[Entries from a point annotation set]
_____
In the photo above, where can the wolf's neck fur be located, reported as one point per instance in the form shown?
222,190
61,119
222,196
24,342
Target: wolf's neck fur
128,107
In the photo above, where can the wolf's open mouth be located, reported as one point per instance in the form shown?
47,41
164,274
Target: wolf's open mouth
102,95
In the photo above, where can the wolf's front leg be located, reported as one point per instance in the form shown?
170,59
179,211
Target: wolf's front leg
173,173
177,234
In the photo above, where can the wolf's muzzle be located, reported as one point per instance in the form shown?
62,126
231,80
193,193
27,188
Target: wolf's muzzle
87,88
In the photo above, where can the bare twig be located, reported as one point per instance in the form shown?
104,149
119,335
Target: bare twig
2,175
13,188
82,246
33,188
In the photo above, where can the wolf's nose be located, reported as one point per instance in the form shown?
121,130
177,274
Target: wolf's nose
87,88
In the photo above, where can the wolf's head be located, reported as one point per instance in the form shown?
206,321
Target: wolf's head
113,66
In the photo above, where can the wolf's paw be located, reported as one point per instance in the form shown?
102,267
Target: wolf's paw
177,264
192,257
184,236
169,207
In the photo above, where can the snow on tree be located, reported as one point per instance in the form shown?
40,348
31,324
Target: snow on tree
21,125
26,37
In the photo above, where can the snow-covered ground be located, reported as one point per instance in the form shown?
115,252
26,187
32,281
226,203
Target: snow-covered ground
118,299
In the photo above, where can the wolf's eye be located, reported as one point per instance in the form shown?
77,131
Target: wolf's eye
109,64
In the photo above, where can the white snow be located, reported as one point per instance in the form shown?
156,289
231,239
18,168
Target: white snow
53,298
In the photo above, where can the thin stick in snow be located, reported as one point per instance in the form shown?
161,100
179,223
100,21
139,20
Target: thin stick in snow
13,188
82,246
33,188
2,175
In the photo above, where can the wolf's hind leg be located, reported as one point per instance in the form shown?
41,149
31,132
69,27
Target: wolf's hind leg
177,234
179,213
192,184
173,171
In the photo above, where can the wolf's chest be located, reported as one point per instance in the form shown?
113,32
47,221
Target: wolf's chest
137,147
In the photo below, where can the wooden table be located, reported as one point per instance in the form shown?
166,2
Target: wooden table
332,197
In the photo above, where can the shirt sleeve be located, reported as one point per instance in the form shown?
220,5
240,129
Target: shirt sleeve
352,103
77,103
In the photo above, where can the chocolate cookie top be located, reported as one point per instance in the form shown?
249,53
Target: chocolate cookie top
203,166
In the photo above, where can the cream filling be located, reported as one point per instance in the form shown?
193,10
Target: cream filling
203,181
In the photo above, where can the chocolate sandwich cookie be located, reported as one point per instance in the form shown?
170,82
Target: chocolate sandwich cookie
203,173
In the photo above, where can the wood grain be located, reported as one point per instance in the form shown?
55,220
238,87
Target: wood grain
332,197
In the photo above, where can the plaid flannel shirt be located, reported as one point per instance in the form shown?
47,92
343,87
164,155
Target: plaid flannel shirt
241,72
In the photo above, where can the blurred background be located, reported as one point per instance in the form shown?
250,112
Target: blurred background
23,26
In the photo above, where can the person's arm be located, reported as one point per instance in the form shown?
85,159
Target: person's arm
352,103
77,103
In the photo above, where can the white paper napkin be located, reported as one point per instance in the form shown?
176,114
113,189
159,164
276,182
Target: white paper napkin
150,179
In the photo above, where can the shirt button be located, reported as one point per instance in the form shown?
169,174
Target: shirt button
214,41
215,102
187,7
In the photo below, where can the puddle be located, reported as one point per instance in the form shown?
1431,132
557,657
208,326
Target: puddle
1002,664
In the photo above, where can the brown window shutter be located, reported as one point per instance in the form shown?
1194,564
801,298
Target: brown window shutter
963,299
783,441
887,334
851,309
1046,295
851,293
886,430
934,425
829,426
_____
Job:
Rewrite the listing starting at the line containing "In the photo below, where can the puddle" and ending at its final line, requests included. Multiply every answer coordinate by 0.6 and round to whole numbers with halves going up, but leave the requests and the sample points beneath them unchanged.

Solution to the problem:
In the photo below, where can the puddle be located, reported as one point per instance in the form shown?
1431,132
557,657
208,326
Target: puddle
601,398
In the photo above, where can the brown window shutter be located, reported as one point per instance in the form shown?
1194,564
801,298
Target: brown window shutter
578,179
470,265
532,200
511,185
628,177
511,176
532,258
560,255
497,256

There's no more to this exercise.